Requirement
Your task is to copy every line of this material exactly.

Data excerpts
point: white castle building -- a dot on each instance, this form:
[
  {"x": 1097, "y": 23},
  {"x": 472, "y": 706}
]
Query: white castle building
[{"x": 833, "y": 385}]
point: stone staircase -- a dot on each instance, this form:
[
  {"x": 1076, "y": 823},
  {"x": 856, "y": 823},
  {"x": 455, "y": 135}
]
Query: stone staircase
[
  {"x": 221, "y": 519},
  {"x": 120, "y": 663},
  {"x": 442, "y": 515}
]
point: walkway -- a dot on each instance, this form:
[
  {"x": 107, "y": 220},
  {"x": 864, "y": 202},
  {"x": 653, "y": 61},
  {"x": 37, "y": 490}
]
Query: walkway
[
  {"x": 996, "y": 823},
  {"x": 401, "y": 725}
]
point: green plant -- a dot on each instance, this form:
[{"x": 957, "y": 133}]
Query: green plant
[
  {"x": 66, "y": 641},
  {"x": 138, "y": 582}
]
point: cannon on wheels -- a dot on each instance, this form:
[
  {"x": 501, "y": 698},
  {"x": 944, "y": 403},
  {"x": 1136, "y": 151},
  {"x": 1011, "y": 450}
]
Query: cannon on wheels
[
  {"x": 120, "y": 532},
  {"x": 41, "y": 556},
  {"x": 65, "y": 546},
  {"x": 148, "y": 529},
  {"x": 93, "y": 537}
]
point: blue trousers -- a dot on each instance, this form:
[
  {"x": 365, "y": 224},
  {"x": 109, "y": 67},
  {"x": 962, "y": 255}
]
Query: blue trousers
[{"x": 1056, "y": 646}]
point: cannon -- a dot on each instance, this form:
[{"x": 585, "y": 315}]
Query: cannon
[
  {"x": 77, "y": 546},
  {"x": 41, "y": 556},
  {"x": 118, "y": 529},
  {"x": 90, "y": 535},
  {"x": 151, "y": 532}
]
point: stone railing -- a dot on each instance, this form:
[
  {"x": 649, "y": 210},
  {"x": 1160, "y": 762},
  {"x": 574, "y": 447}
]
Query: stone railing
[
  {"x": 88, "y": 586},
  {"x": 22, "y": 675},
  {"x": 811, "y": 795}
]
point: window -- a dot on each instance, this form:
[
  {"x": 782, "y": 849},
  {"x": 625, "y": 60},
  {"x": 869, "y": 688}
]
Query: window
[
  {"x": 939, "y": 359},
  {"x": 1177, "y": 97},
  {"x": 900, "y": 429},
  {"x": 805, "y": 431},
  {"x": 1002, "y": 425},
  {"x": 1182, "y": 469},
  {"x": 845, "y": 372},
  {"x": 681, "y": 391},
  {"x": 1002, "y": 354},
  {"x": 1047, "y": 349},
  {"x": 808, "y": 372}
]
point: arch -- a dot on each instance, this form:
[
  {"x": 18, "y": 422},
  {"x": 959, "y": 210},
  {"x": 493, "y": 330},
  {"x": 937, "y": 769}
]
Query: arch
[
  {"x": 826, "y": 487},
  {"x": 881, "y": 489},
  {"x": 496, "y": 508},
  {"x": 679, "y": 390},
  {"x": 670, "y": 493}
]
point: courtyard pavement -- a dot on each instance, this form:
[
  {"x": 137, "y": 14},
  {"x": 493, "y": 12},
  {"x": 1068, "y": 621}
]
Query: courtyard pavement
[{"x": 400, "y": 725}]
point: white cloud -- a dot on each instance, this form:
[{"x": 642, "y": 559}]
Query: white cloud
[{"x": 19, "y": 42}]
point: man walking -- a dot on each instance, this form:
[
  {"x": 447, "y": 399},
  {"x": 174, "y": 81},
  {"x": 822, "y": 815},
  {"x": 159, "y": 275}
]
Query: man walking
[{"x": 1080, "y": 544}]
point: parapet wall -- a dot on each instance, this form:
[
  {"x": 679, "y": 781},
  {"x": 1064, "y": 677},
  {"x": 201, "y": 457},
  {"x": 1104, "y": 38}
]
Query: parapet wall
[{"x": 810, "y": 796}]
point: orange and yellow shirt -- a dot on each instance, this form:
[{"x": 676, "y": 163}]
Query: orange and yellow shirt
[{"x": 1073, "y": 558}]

Correct result
point: white castle building -- a dot on each instance, this form:
[
  {"x": 1097, "y": 23},
  {"x": 472, "y": 706}
]
Query: white castle building
[{"x": 833, "y": 385}]
point: stone staircase -- a dot on each instance, this form:
[
  {"x": 1076, "y": 823},
  {"x": 856, "y": 823},
  {"x": 455, "y": 135}
]
Query: stone staircase
[
  {"x": 221, "y": 519},
  {"x": 120, "y": 663},
  {"x": 442, "y": 515}
]
point: walkway -- a dot on each instance, this form:
[
  {"x": 107, "y": 220},
  {"x": 864, "y": 202},
  {"x": 653, "y": 61},
  {"x": 37, "y": 490}
]
Query: walkway
[
  {"x": 996, "y": 823},
  {"x": 401, "y": 725}
]
point: green plant -- a dot on each instance, this form:
[{"x": 957, "y": 133}]
Query: green plant
[
  {"x": 66, "y": 641},
  {"x": 138, "y": 582}
]
point: cannon on wheels -- a dot on each instance, this form:
[
  {"x": 501, "y": 698},
  {"x": 944, "y": 403},
  {"x": 1136, "y": 151},
  {"x": 1011, "y": 450}
]
Query: cannon on wheels
[
  {"x": 120, "y": 532},
  {"x": 41, "y": 556},
  {"x": 65, "y": 546},
  {"x": 148, "y": 529},
  {"x": 93, "y": 537}
]
point: blue trousers -- a dot on each instance, this form:
[
  {"x": 365, "y": 224},
  {"x": 109, "y": 67},
  {"x": 962, "y": 255}
]
Query: blue trousers
[{"x": 1056, "y": 646}]
point: cannon -- a dot on each instance, this form:
[{"x": 585, "y": 315}]
Query: cannon
[
  {"x": 77, "y": 546},
  {"x": 41, "y": 556},
  {"x": 118, "y": 529},
  {"x": 90, "y": 535},
  {"x": 151, "y": 532}
]
point: stone railing -- a dot on each instance, this form:
[
  {"x": 649, "y": 210},
  {"x": 1160, "y": 762},
  {"x": 574, "y": 447}
]
Query: stone railing
[
  {"x": 88, "y": 586},
  {"x": 22, "y": 675},
  {"x": 811, "y": 795}
]
point: window -- a dot on each instance, this form:
[
  {"x": 782, "y": 849},
  {"x": 625, "y": 60},
  {"x": 869, "y": 688}
]
Query: window
[
  {"x": 939, "y": 359},
  {"x": 1177, "y": 97},
  {"x": 900, "y": 429},
  {"x": 805, "y": 431},
  {"x": 1002, "y": 425},
  {"x": 1182, "y": 469},
  {"x": 845, "y": 372},
  {"x": 681, "y": 391},
  {"x": 1002, "y": 354},
  {"x": 1047, "y": 349},
  {"x": 808, "y": 372}
]
point: arch -- a dot on each instance, this form:
[
  {"x": 18, "y": 422},
  {"x": 959, "y": 210},
  {"x": 493, "y": 330},
  {"x": 937, "y": 769}
]
Query: arch
[
  {"x": 826, "y": 487},
  {"x": 881, "y": 489},
  {"x": 496, "y": 508},
  {"x": 679, "y": 390},
  {"x": 670, "y": 493}
]
point: courtyard pavement -- a dot on each instance, this form:
[
  {"x": 137, "y": 14},
  {"x": 493, "y": 12},
  {"x": 1068, "y": 621}
]
Query: courtyard pavement
[{"x": 400, "y": 725}]
point: white cloud -- a dot on each instance, this form:
[{"x": 642, "y": 559}]
Query: white cloud
[{"x": 19, "y": 42}]
point: man walking -- a dot on each instance, this form:
[
  {"x": 447, "y": 399},
  {"x": 174, "y": 81},
  {"x": 822, "y": 815},
  {"x": 159, "y": 275}
]
Query: man walking
[{"x": 1080, "y": 544}]
point: parapet wall -- a dot on each instance, this form:
[
  {"x": 679, "y": 781},
  {"x": 1064, "y": 677},
  {"x": 201, "y": 457},
  {"x": 1104, "y": 38}
]
Query: parapet wall
[{"x": 810, "y": 796}]
point: orange and yellow shirt -- a dot on each instance, this form:
[{"x": 676, "y": 163}]
Query: orange and yellow shirt
[{"x": 1073, "y": 558}]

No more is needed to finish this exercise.